What this task involves: Every line of the entries below from the one containing "Sample output: [[408, 34]]" to the one containing "Sample output: [[699, 106]]", both ends included, must be written out exactly. No other line belongs in the answer.

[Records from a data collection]
Content starts

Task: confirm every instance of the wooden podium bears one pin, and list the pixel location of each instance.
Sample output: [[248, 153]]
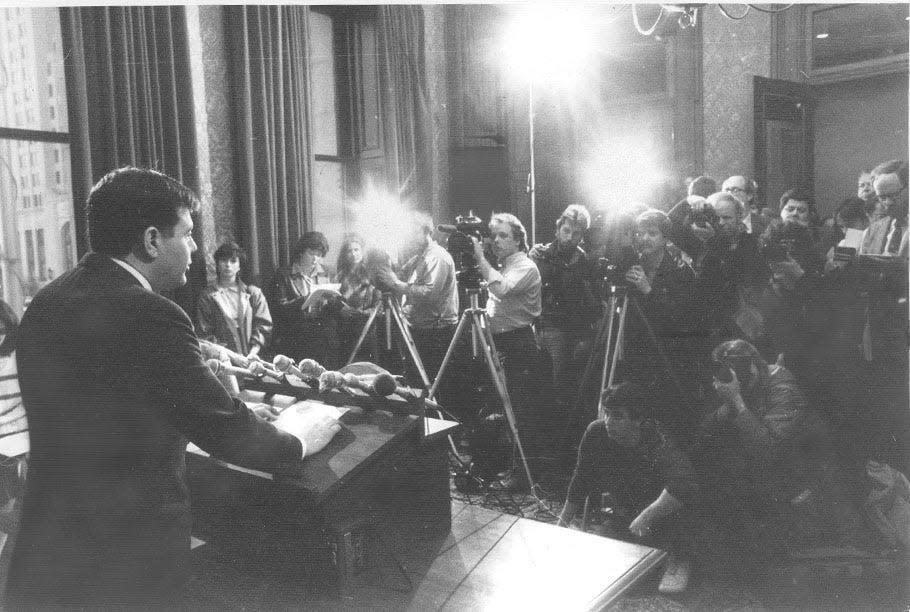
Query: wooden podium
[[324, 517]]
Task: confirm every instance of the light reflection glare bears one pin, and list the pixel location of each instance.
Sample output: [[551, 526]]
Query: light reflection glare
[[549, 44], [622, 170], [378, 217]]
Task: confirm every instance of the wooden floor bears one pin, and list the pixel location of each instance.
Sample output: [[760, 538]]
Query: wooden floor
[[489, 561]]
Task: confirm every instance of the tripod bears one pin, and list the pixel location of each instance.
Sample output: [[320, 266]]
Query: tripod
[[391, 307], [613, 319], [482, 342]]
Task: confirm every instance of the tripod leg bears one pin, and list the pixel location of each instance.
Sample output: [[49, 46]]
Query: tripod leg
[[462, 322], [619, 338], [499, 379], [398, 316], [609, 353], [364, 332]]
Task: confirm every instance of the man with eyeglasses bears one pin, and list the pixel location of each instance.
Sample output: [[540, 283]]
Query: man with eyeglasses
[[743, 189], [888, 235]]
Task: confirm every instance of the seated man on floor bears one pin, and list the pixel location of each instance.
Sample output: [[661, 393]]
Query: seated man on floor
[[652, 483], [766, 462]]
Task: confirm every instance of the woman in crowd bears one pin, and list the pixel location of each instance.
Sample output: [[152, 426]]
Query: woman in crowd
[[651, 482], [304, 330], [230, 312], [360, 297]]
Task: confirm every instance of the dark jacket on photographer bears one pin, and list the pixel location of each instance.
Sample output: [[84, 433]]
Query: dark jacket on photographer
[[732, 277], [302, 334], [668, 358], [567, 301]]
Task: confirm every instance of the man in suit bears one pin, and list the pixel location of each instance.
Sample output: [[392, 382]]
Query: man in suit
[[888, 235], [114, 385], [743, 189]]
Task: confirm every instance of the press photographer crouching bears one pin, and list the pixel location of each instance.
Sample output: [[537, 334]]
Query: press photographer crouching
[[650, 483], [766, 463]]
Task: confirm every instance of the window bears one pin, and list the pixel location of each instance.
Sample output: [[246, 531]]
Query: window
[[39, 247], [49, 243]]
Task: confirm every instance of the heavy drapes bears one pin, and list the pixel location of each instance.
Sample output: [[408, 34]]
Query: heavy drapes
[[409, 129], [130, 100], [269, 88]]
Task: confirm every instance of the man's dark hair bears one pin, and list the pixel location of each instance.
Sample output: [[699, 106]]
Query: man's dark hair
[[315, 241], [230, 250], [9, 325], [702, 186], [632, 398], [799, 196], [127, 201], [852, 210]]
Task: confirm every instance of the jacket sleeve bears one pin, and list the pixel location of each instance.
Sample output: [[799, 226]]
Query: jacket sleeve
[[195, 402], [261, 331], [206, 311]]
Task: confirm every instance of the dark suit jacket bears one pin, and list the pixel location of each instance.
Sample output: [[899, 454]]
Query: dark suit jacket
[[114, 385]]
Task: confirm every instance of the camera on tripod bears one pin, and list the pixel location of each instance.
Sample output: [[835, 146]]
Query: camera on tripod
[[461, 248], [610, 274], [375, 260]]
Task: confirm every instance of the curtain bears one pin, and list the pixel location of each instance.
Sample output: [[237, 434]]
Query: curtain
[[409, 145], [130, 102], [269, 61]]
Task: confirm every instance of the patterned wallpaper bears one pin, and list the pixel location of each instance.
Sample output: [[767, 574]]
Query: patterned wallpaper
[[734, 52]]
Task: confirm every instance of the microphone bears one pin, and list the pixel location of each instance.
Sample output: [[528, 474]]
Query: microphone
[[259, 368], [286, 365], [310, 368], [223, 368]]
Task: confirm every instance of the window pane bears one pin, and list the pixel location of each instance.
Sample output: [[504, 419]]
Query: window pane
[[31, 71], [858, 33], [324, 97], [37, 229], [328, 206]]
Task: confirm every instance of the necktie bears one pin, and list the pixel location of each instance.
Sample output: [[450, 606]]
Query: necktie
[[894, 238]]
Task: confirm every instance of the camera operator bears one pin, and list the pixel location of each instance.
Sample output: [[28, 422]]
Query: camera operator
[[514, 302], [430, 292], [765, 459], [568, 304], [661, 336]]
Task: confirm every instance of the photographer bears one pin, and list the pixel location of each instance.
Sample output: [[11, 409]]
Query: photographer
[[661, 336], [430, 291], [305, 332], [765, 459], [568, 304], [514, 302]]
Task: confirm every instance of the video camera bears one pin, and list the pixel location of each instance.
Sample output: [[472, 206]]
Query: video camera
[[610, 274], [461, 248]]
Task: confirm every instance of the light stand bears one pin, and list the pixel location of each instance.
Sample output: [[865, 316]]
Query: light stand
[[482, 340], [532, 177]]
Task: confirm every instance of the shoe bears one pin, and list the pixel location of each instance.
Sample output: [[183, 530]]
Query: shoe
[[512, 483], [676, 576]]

Content ends
Content starts

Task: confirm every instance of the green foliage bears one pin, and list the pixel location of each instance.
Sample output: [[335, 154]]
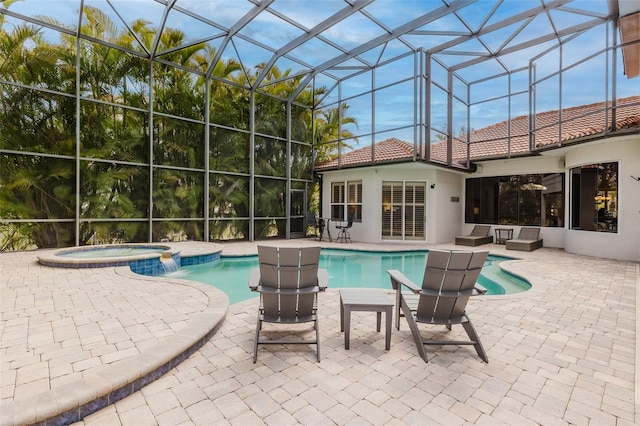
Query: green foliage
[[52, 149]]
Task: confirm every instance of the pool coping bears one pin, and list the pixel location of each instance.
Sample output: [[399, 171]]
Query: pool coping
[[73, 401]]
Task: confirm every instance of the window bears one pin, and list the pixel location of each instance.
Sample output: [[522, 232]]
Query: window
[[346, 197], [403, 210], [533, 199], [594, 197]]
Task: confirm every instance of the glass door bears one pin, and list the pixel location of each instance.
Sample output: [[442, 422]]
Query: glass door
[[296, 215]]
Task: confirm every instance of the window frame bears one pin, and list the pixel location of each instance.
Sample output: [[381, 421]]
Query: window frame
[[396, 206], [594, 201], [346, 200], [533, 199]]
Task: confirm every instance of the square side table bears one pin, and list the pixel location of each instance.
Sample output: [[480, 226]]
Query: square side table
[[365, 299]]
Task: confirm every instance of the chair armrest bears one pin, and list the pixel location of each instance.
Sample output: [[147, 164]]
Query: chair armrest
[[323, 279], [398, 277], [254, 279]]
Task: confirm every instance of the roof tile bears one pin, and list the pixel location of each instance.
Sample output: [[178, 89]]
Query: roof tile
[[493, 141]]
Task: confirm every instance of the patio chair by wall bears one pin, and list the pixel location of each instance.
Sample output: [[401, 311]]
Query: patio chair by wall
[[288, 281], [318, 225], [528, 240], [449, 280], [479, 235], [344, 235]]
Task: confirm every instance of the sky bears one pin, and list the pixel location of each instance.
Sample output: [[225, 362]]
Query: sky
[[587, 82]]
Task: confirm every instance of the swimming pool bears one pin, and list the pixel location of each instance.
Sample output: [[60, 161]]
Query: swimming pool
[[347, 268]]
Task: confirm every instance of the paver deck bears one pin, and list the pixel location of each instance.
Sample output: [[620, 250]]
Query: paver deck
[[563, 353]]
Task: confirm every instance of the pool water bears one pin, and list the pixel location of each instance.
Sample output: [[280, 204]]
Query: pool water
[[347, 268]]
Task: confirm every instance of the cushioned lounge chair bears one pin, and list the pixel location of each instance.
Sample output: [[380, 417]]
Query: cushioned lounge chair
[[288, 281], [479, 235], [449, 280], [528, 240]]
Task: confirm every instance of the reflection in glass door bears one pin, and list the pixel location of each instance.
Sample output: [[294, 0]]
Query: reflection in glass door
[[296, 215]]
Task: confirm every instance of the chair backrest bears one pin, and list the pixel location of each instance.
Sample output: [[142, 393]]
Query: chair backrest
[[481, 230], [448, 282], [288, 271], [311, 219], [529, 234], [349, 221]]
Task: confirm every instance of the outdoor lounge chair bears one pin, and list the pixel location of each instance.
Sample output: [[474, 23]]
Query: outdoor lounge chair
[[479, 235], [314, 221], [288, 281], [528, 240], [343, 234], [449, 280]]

Content ends

Task answer:
Sample output: [[408, 34]]
Query: heavy drapes
[[409, 129], [130, 100], [269, 88]]
Task: confirm every instance of the man's dark hair bears one pin, and list the pixel location of each instance.
Sample output: [[699, 106]]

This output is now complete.